### Try it
Reproduce the lines below verbatim, from the first line through the line that contains "positive clicks: (1742, 708) (1742, 715)", both included.

********************

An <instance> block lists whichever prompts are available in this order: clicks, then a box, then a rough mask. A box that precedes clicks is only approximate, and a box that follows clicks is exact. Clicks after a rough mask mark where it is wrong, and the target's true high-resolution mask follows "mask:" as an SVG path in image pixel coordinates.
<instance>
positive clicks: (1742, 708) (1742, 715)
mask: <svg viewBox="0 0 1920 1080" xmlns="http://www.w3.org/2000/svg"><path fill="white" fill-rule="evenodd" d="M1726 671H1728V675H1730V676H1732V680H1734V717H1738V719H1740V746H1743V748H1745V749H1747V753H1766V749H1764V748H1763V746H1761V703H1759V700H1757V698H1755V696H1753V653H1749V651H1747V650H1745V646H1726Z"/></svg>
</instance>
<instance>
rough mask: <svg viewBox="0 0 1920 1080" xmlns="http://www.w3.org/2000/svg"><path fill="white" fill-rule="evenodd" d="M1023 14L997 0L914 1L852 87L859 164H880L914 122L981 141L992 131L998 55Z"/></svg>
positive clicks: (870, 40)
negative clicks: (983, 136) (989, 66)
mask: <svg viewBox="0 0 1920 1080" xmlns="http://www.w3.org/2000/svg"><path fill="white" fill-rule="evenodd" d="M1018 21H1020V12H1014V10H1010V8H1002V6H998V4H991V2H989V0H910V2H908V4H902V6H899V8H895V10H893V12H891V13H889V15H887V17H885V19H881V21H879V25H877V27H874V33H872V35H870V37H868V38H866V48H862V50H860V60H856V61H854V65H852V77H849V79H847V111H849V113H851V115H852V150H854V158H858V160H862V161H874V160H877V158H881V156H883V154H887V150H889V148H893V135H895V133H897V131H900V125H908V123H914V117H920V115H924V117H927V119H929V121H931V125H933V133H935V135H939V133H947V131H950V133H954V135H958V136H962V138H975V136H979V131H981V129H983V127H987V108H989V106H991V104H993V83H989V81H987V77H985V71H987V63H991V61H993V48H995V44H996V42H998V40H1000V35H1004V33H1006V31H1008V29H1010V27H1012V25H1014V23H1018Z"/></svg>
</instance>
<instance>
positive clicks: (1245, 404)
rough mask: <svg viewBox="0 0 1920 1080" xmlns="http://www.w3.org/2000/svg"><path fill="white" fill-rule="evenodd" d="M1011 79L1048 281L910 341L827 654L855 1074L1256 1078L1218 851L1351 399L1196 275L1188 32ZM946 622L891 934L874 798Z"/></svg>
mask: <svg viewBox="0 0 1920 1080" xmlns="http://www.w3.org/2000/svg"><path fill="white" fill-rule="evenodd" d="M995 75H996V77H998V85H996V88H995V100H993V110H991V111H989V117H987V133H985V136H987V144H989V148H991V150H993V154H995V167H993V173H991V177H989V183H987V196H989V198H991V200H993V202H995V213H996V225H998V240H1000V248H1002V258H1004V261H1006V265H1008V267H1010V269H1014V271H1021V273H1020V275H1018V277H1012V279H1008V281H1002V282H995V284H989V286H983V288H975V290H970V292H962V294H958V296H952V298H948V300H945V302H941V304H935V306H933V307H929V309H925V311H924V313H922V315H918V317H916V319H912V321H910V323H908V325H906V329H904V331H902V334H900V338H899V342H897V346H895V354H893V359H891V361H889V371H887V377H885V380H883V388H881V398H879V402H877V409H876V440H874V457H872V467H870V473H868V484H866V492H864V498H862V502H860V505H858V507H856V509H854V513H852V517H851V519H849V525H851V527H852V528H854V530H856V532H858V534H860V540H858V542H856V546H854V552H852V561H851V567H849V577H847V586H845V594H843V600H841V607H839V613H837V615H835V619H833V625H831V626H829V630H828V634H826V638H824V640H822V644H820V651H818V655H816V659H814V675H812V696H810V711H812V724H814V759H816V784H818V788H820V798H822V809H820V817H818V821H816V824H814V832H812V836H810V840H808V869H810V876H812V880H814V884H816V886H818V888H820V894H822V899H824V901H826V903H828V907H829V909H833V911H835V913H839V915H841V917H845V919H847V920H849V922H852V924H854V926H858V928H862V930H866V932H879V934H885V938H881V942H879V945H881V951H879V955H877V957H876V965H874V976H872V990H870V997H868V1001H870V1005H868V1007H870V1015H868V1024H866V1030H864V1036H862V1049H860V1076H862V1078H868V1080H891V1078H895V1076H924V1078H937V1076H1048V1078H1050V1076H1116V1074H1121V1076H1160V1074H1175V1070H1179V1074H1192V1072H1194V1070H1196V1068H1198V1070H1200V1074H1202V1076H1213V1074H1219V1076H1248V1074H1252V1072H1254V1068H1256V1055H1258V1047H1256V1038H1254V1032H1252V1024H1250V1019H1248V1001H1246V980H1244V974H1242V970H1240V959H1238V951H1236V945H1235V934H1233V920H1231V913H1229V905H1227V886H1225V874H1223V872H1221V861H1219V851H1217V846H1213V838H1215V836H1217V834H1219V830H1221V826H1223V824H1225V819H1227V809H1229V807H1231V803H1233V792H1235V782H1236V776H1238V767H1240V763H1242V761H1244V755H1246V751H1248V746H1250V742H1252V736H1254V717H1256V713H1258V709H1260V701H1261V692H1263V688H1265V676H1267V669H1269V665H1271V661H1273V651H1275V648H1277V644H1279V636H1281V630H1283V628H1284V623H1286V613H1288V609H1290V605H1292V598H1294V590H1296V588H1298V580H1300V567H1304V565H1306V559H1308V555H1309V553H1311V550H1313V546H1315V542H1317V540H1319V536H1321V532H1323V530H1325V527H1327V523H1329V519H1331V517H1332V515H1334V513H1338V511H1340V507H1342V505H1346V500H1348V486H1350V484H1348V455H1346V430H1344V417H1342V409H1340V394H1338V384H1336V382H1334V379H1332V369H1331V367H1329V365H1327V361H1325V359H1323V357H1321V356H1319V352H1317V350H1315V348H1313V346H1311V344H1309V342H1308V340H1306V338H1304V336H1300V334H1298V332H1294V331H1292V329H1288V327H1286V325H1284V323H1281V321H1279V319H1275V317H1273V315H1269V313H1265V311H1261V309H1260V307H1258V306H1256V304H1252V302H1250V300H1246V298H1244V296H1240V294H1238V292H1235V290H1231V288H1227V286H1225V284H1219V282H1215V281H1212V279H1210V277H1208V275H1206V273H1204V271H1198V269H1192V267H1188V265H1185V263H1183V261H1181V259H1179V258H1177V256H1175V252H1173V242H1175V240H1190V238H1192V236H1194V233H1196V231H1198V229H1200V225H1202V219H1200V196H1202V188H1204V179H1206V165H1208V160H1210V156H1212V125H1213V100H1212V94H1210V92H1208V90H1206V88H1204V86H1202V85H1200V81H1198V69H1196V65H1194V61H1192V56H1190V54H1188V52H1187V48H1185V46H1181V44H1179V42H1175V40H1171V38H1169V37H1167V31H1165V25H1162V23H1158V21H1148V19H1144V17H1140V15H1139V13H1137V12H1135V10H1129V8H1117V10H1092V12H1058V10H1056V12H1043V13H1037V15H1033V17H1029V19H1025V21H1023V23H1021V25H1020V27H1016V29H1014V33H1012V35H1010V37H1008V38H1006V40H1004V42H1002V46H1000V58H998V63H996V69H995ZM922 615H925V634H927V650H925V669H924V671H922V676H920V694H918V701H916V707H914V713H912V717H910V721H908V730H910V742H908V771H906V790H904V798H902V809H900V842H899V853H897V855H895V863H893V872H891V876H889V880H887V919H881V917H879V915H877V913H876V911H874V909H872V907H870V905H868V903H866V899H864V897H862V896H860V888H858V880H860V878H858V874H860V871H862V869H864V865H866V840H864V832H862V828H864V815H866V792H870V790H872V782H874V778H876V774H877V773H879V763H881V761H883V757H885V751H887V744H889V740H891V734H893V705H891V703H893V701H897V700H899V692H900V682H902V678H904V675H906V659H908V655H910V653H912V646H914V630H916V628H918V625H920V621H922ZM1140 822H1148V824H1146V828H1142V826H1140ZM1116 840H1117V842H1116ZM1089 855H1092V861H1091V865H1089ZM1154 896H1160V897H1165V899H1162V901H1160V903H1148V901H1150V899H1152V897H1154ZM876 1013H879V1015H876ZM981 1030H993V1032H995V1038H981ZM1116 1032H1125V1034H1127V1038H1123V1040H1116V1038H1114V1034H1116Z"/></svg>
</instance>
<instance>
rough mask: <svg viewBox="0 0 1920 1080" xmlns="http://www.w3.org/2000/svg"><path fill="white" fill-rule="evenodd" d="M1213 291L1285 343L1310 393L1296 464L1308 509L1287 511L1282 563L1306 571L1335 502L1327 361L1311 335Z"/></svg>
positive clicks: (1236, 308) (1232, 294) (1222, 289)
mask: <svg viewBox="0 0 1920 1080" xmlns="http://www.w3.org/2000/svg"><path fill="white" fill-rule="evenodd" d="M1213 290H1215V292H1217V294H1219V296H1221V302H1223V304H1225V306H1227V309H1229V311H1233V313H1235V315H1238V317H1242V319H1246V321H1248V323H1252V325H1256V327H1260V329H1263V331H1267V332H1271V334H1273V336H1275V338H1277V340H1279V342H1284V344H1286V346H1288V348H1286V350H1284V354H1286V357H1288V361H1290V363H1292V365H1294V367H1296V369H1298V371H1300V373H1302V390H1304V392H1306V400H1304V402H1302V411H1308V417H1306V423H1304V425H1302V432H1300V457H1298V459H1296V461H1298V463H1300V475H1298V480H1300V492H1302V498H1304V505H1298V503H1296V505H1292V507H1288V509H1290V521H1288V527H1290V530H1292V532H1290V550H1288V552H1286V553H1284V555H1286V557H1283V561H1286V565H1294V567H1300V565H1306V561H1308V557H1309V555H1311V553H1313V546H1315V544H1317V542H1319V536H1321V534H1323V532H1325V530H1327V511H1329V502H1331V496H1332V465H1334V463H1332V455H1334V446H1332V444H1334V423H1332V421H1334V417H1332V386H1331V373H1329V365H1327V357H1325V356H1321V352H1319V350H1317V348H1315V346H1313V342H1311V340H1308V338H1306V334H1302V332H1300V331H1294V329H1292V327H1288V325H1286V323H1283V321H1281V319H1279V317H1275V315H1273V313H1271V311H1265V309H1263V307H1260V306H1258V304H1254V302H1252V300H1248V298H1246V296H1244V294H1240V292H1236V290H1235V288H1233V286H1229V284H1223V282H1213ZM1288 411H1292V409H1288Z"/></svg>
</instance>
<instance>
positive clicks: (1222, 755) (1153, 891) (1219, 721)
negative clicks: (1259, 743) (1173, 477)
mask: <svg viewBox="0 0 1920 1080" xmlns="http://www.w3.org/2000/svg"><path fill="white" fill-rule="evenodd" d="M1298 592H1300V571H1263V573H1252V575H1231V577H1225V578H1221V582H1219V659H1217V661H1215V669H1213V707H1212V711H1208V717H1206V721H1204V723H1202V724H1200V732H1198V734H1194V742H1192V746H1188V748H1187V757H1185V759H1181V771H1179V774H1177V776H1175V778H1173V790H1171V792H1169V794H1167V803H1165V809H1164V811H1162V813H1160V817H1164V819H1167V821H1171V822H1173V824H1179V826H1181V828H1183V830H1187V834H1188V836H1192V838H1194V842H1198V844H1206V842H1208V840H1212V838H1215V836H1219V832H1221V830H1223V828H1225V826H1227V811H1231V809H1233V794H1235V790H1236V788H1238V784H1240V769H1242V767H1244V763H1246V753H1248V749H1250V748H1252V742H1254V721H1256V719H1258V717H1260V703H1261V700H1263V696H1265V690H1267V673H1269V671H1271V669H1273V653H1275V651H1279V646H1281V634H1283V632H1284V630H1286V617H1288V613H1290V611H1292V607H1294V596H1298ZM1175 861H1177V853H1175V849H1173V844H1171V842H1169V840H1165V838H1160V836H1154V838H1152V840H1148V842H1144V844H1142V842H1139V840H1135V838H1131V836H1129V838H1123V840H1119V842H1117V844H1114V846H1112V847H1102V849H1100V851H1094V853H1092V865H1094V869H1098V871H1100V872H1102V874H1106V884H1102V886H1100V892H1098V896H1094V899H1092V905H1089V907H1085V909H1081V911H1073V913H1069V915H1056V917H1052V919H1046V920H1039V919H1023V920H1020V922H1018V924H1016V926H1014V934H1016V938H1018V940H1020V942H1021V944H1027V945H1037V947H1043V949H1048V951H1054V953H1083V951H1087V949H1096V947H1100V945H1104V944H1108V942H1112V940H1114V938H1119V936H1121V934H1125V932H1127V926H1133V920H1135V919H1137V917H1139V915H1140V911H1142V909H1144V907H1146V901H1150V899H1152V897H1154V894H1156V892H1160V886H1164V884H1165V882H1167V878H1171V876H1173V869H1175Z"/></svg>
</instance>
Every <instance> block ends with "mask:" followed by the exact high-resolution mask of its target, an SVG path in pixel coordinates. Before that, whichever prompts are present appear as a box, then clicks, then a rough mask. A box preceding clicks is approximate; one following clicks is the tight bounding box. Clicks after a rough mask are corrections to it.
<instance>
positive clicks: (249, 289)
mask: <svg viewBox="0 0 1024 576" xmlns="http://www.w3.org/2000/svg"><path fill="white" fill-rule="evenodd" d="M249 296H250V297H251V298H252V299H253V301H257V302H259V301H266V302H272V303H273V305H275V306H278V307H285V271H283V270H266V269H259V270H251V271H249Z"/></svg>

********************

### Exercise answer
An <instance> block lists whichever prompts are available in this order: clicks, then a box, then a rough mask. A box that precedes clicks is only approximate, and a box that follows clicks is exact. Clicks after a rough mask mark where it is wrong, and the target's true high-resolution mask follows "mask:" as an SVG path in image pixel coordinates.
<instance>
positive clicks: (1742, 708) (1742, 715)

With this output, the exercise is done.